ABOUT THIS EXERCISE → "point" is the word to look for; say how many lines of the listing below contain it, and nothing else.

DATASET ENTRIES →

------------------------------

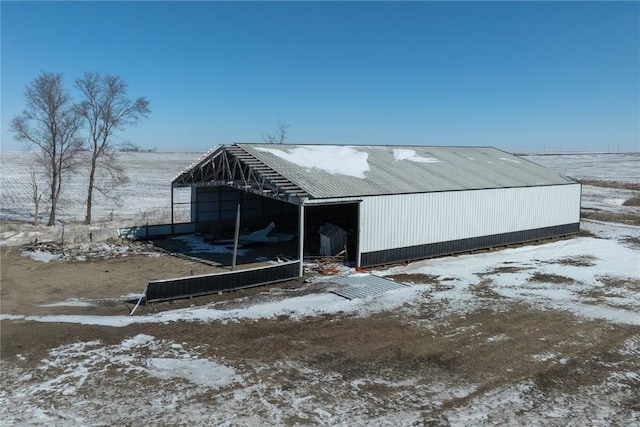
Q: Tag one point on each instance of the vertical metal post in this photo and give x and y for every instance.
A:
(301, 238)
(172, 232)
(235, 240)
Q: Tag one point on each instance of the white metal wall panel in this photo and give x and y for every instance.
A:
(395, 221)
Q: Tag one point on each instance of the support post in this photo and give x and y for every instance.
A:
(172, 230)
(301, 238)
(235, 240)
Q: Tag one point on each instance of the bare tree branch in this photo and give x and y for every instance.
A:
(280, 134)
(50, 123)
(106, 109)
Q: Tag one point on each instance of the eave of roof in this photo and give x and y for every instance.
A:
(334, 171)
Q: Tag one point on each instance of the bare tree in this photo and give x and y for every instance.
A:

------------------------------

EXPECTED ANSWER → 6